View or download a PDF of the letter here.
December 21, 2021
The Honorable Rohit Chopra
Director
Consumer Financial Protection Bureau
1700 G Street NW
Washington, D.C. 20552
Dear Director Chopra:
We write to express our concern about Big Tech exploitation of digital payments technology, and to express our support for your recently opened inquiry into Big Tech’s power in this vital and growing market. Big Tech domination of digital payments technology could entrench their edge in data acquisition, facilitate anti-competitive conduct in this market and adjacent markets, and harm American consumers. We urge the Consumer Financial Protection Bureau to thoroughly investigate this conduct and its likely harms.
Background
On October 21, the Consumer Financial Protection Bureau (CFPB) ordered the Big Tech firms (Amazon, Apple, Facebook, and Google) and other large technology companies (PayPal and Square) to turn over information related to their digital payments systems and associated business practices. Such a move was long overdue: payment systems like Apple Pay and Google Pay “now dominate large portions of e-commerce and person-to-person payments.” Google Pay unveiled an array of new features last year, in an effort to become an all-in-one money app— think Apple Pay, Venmo, and an online bank put together. Facebook has big ambitions for Facebook Pay, which enables payment via WhatsApp, Facebook Messenger, and Instagram in the U.S. Amazon’s new payments technology, Amazon One, scans a customer’s hand for convenient, contactless payment. It is now in almost 100 locations nationwide. As you acknowledge, such payments technology carries potential benefits: “families can send money to friends without delay, or to relatives overseas at lower costs. Fast payment systems can also help small businesses succeed with lower cost…And faster settlement can reduce the need for families and business to borrow.”
What’s the catch? In a word: data. Big Tech wants to use its scale and its oceans of data to dominate the digital payments space and drive out competitors. Control of this market means even more data (about your transaction history, or even your palmprint) to buttress the competitive moats of the Big Tech firms and ensure the very few remain the winners in our digital economy. And the loser, in ways big and small, may well be the American consumer.
Data
Personal data can be quite valuable, and the Big Tech firms control vast reserves of it. Each Big Tech firm’s business relies upon acquiring and monetizing data—either by selling it to advertisers, using it to give other business lines a competitive advantage, or both. That data comes from us: almost everything we do on the platforms owned and operated by Google, Facebook, Amazon, and the like is monitored and then monetized.
The interplay between consumer data and digital payments technology troubles us for three additional reasons. First, consumer payment data can be quite valuable. The payments data available to the Big Tech firms could be more comprehensive and fine-grained than anything available to other companies, especially if combined with data Big Tech already has. Big Tech firms could use that data to reinforce their competitive advantage in their core products. Google’s potential plans to use Google Pay to offer users a “trial” (where Google Pay users offer up three months of micro-transaction data, in return for personalized offers) is but one example of how Big Tech might use this data. Whatever it promises to the contrary, Big Tech, if it can, is going to get—and use—our data. Second, Big Tech firms moving into the digital payments space may be able to out muscle banks and other financial services providers, because they can combine traditional creditworthiness and financial data with other data (location, shopping, search history, etc.) that Big Tech firms control. If successful, Big Tech firms could find themselves with an unparalleled amount of data and financial power—and outside the traditional U.S. financial regulatory and fair credit reporting structure. Finally, this “new arena for data collection” offers Big Tech firms another way to augment and leverage their market power via anti-competitive tools like predatory pricing, exclusionary terms, self-dealing, and the like. This foreboding feedback loop must be a primary focus of the CFPB.

▶ Short task 1: In the records, retype each line from the line with "Trace the outline of every instance of the cardboard" up to and including the line with "POLYGON ((424 187, 432", reproducing each one precisely.
The letter above and the records after it are separate, unrelated material.

▶ Supplied records:
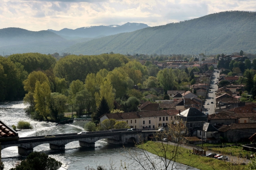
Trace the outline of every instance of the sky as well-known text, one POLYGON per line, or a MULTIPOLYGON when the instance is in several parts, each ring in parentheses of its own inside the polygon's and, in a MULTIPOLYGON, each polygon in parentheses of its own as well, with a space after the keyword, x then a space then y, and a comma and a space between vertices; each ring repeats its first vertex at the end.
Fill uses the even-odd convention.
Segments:
POLYGON ((153 27, 227 10, 256 11, 255 0, 0 0, 0 29, 31 31, 128 22, 153 27))

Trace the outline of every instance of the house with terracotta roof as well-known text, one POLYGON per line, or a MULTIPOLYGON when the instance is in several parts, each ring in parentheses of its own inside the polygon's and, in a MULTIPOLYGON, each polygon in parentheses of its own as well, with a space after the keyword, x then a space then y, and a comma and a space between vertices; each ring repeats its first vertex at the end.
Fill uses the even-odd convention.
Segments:
POLYGON ((248 141, 256 132, 256 123, 231 123, 222 125, 218 129, 221 136, 229 142, 248 141))
POLYGON ((229 125, 238 123, 238 118, 232 116, 234 114, 229 112, 223 111, 218 113, 208 115, 208 122, 219 127, 223 125, 229 125))
POLYGON ((197 129, 197 136, 208 143, 220 143, 220 134, 214 126, 209 123, 204 123, 197 129))
POLYGON ((165 110, 105 114, 100 118, 100 122, 114 119, 125 121, 130 128, 155 128, 171 123, 176 118, 179 111, 165 110))
POLYGON ((230 82, 233 82, 238 80, 239 78, 238 77, 225 77, 223 78, 224 80, 228 81, 230 82))
POLYGON ((176 115, 177 119, 182 120, 188 130, 189 134, 193 134, 195 130, 207 122, 207 115, 198 109, 190 107, 176 115))
POLYGON ((195 94, 192 93, 190 91, 187 91, 185 93, 181 94, 183 99, 190 98, 193 97, 197 97, 195 94))
POLYGON ((138 107, 140 111, 155 111, 159 109, 159 103, 152 103, 147 101, 143 103, 138 107))
POLYGON ((167 94, 169 95, 170 98, 173 97, 178 93, 185 93, 184 90, 168 90, 167 91, 167 94))

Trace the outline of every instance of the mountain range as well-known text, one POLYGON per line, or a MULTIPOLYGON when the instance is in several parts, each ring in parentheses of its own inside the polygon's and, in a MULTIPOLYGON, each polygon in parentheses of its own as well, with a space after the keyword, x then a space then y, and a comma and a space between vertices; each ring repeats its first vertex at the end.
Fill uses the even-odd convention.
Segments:
POLYGON ((130 24, 33 33, 17 28, 1 29, 0 51, 6 51, 8 54, 36 52, 85 55, 111 51, 122 54, 203 52, 207 55, 230 54, 242 50, 247 53, 256 53, 255 12, 221 12, 152 27, 139 24, 146 28, 130 32, 126 32, 127 30, 123 29, 122 33, 119 33, 120 31, 117 29, 130 24), (110 33, 109 30, 112 28, 119 33, 110 33), (110 34, 112 35, 107 36, 110 34), (96 38, 99 37, 101 37, 96 38))

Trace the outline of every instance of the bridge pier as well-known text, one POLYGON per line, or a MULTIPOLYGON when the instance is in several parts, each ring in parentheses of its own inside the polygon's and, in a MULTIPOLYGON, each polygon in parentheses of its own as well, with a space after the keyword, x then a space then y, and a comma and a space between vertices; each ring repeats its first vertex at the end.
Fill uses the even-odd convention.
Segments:
POLYGON ((111 144, 118 144, 119 145, 123 145, 124 144, 127 144, 127 141, 123 141, 122 140, 115 140, 114 139, 108 139, 108 143, 110 143, 111 144))
POLYGON ((95 147, 95 143, 89 143, 84 141, 79 141, 79 145, 81 147, 86 147, 87 148, 95 147))
POLYGON ((65 145, 57 145, 50 143, 50 149, 55 150, 65 150, 65 145))
POLYGON ((33 151, 33 148, 25 148, 18 147, 18 153, 22 155, 28 155, 33 151))

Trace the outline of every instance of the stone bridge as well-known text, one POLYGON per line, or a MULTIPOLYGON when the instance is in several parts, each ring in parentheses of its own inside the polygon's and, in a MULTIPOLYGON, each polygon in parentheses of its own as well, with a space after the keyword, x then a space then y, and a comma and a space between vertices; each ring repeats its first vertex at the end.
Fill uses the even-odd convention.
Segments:
POLYGON ((80 135, 77 133, 54 135, 55 137, 51 138, 45 138, 44 136, 30 136, 20 137, 18 141, 3 142, 1 146, 1 149, 18 146, 19 154, 28 155, 33 151, 34 148, 45 143, 49 143, 51 149, 61 150, 65 150, 65 146, 67 143, 76 141, 79 141, 79 145, 83 147, 94 148, 96 142, 105 139, 107 139, 108 143, 123 145, 147 140, 155 132, 142 130, 112 132, 109 130, 88 132, 80 135))

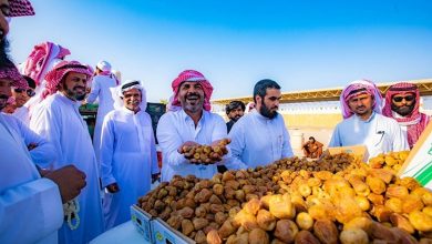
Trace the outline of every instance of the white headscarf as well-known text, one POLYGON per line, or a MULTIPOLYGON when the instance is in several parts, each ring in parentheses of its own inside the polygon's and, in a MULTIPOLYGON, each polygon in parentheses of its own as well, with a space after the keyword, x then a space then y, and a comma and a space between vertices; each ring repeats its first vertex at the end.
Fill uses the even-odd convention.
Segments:
POLYGON ((114 109, 124 108, 123 93, 131 89, 137 89, 141 91, 141 103, 140 103, 141 111, 145 111, 145 109, 147 109, 147 94, 145 89, 141 85, 140 81, 127 80, 123 84, 110 89, 114 99, 114 109))

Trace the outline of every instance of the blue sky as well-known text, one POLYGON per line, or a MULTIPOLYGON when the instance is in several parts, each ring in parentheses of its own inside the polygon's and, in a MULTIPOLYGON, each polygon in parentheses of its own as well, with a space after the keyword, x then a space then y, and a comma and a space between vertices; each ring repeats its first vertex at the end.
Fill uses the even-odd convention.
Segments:
POLYGON ((44 41, 69 59, 107 60, 167 99, 185 69, 204 73, 213 99, 250 95, 264 78, 282 91, 432 78, 432 1, 31 0, 14 18, 12 58, 44 41))

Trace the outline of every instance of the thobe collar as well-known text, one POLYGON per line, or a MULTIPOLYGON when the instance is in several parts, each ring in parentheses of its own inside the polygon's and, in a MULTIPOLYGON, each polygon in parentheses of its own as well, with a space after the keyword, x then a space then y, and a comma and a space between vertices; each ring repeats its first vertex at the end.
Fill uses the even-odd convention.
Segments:
POLYGON ((126 106, 122 106, 122 111, 125 112, 126 114, 134 115, 134 114, 140 114, 143 110, 140 108, 140 111, 135 113, 134 111, 127 109, 126 106))
POLYGON ((65 104, 70 104, 72 106, 74 106, 75 109, 79 109, 81 106, 81 102, 80 101, 73 101, 71 100, 70 98, 65 96, 62 92, 58 91, 56 92, 59 94, 59 98, 62 102, 64 102, 65 104))
POLYGON ((370 114, 370 116, 369 116, 369 119, 368 120, 362 120, 359 115, 357 115, 357 114, 354 114, 354 118, 356 118, 356 120, 358 120, 358 121, 361 121, 361 122, 363 122, 363 123, 370 123, 372 120, 373 120, 373 118, 376 116, 376 112, 374 111, 372 111, 372 114, 370 114))

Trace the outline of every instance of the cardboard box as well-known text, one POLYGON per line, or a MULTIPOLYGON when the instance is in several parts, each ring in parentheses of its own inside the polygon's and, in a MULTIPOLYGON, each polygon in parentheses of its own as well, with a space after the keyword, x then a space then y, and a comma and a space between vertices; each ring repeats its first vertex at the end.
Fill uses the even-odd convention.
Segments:
POLYGON ((152 221, 154 244, 194 244, 195 241, 172 228, 161 218, 152 221))
POLYGON ((359 156, 364 163, 367 163, 369 159, 369 153, 366 145, 328 148, 327 152, 325 153, 329 153, 330 155, 338 154, 338 153, 351 153, 356 156, 359 156))
POLYGON ((148 243, 154 243, 153 241, 153 216, 143 211, 137 205, 131 206, 131 218, 134 225, 136 226, 136 230, 144 236, 144 240, 148 243))
POLYGON ((424 187, 432 190, 432 122, 429 123, 411 150, 399 176, 414 177, 424 187))

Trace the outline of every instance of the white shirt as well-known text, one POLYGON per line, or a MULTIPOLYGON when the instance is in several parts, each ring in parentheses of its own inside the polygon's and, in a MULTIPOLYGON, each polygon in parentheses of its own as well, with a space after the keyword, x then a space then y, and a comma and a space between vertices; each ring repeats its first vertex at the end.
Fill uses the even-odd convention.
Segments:
POLYGON ((102 187, 117 183, 120 192, 105 193, 106 228, 131 220, 131 205, 145 195, 152 174, 160 172, 152 119, 122 108, 106 114, 101 143, 102 187))
POLYGON ((114 110, 114 100, 110 88, 115 88, 116 85, 117 81, 114 75, 95 75, 92 80, 92 90, 86 98, 88 103, 94 103, 99 98, 97 118, 93 134, 93 146, 97 162, 100 162, 99 150, 101 148, 103 119, 110 111, 114 110))
POLYGON ((227 138, 225 121, 220 115, 203 111, 195 128, 194 121, 185 111, 167 112, 160 119, 156 134, 163 153, 162 181, 171 181, 175 174, 210 179, 217 173, 216 165, 191 164, 177 149, 186 141, 208 145, 227 138))
POLYGON ((233 160, 243 162, 247 167, 268 165, 294 155, 289 133, 280 114, 268 119, 254 110, 233 125, 229 138, 233 160))
POLYGON ((0 116, 0 243, 56 243, 58 185, 41 179, 20 135, 0 116))
POLYGON ((38 164, 38 166, 42 169, 50 169, 56 156, 54 146, 34 131, 30 130, 17 118, 4 113, 0 113, 0 116, 3 118, 4 122, 8 124, 8 128, 14 130, 17 134, 23 140, 24 145, 37 145, 37 148, 30 151, 30 156, 33 163, 38 164))
POLYGON ((13 116, 16 116, 18 120, 20 120, 22 123, 24 123, 27 126, 30 124, 30 114, 29 114, 29 108, 25 105, 21 108, 17 108, 16 111, 12 113, 13 116))
POLYGON ((54 145, 58 154, 55 170, 73 164, 86 175, 86 186, 78 196, 80 226, 72 231, 63 224, 59 231, 61 243, 86 243, 104 230, 96 159, 79 106, 80 102, 58 92, 34 109, 30 121, 30 128, 54 145))
POLYGON ((374 112, 367 121, 354 114, 336 125, 329 146, 348 145, 366 145, 369 157, 410 149, 398 122, 374 112))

▶ Short task 2: Echo the portion of the letter on Big Tech and digital payments from "View or download" up to and including "its likely harms." word for word.

▶ Finished answer 1:
Trace the outline of every instance of the cardboard box as well-known text, one POLYGON per line, or a MULTIPOLYGON when the instance is in several parts, each ring in parentheses of its own inside the polygon's and, in a MULTIPOLYGON, each polygon in parentheses of its own as well, with a space after the keyword, x then a space then y, and a comma and a space between vertices; each ring repeats its first vertex at the end.
Fill uses the even-odd convention.
Segments:
POLYGON ((152 221, 154 244, 194 244, 195 241, 172 228, 161 218, 152 221))
POLYGON ((359 156, 364 163, 367 163, 369 159, 369 153, 366 145, 328 148, 327 152, 325 153, 329 153, 330 155, 338 154, 338 153, 351 153, 356 156, 359 156))
POLYGON ((148 243, 154 243, 153 241, 153 216, 143 211, 137 205, 131 206, 131 218, 134 225, 136 226, 136 230, 144 236, 144 240, 148 243))
POLYGON ((424 187, 432 190, 432 122, 429 123, 411 150, 399 176, 414 177, 424 187))

▶ Finished answer 2:
View or download a PDF of the letter here.
December 21, 2021
The Honorable Rohit Chopra
Director
Consumer Financial Protection Bureau
1700 G Street NW
Washington, D.C. 20552
Dear Director Chopra:
We write to express our concern about Big Tech exploitation of digital payments technology, and to express our support for your recently opened inquiry into Big Tech’s power in this vital and growing market. Big Tech domination of digital payments technology could entrench their edge in data acquisition, facilitate anti-competitive conduct in this market and adjacent markets, and harm American consumers. We urge the Consumer Financial Protection Bureau to thoroughly investigate this conduct and its likely harms.